## PAGE EXCERPT
--- BEGIN ---

# blackwater plants?



## illustrator (Jul 18, 2010)

Dear all, 

I am setting up an aquarium with some blackwater fish (Rasbora's, pearl gourami) as well as blackwater crypts. The crypts are still very small and I would love to add different plant species. Does anyone have a list of aquarium plants which prefer a low kH (1-3) and acid water (4-5)? I am thinking in the direction of Barclaya, Blyxia and Urticularia, but would like to have a longer list and then check what's available in the online stores in Europe. The general aquarium shops over here stock (understandably) mainly plants which require/tolerate hard water with a neutral to slightly alcalic pH.


----------



## Diana K (Dec 20, 2007)

I would use the plant finder and enter the term 'Difficult' in the right place. 
Then go through each plant to see if it prefers such conditions. 
There are some plants that really need that sort of tank, and others that will work in a wide range of conditions, including black water tanks. 

Here are a few plants for the lowest pH, softest water.

Didiplis diandra
Mayaca fluviatilis
Many (perhaps all) Isoetes
Eichornia natans
Nymphoides cordata


----------



## illustrator (Jul 18, 2010)

--- END ---

[Excerpts from a pointing dataset]
--- BEGIN ---

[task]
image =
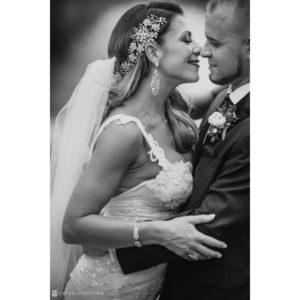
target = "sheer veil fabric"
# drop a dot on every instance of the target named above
(74, 136)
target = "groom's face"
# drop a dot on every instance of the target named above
(226, 46)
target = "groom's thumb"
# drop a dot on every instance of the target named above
(201, 219)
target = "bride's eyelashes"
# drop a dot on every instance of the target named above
(187, 38)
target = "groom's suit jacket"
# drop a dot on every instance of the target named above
(221, 186)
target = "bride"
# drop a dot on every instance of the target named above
(121, 155)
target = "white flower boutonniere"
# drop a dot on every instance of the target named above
(220, 121)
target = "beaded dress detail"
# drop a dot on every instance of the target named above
(100, 277)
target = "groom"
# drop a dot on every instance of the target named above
(221, 171)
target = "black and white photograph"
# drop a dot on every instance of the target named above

--- END ---

## GIVEN INSTRUCTION
Write what comes next in the forum thread on blackwater plants, starting right after its last line.

## RESULT OF THIS EXERCISE
Thanks, I did something like this with the Aquarien Atlas (Baensch) and came to a similar outcome. Only, the atlas lists _Vallisneria nana_ as a soft water species which looks like an error considering the information on this species on internet.

How about _Lagenandra meeboldii_?


----------



## asukawashere (Mar 11, 2009)

Low-light plants in general will fare better in the reduced lighting; many are fairly flexible with regard to parameters. Truthfully, it's the lighting and not the pH that's likely to most restrict your selection of plants. Barclaya is a good idea, and the various dwarf Nymphaea should work as well.


----------



## Diana K (Dec 20, 2007)

I was using the Baensch atlas like this:
Had to handle a pH in the 5s. 
KH not higher than single digits. 

Otherwise I would still have been typing! 

There are some plants that really require soft, acidic conditions. They do not do well with a GH any higher than about 3 degrees. 

Most aquatic plants are fine down to a pH of about 6, and the low mineral level that this usually means. But these same plants are usually just fine with a pH into the mid 7s or higher, and a higher mineral level.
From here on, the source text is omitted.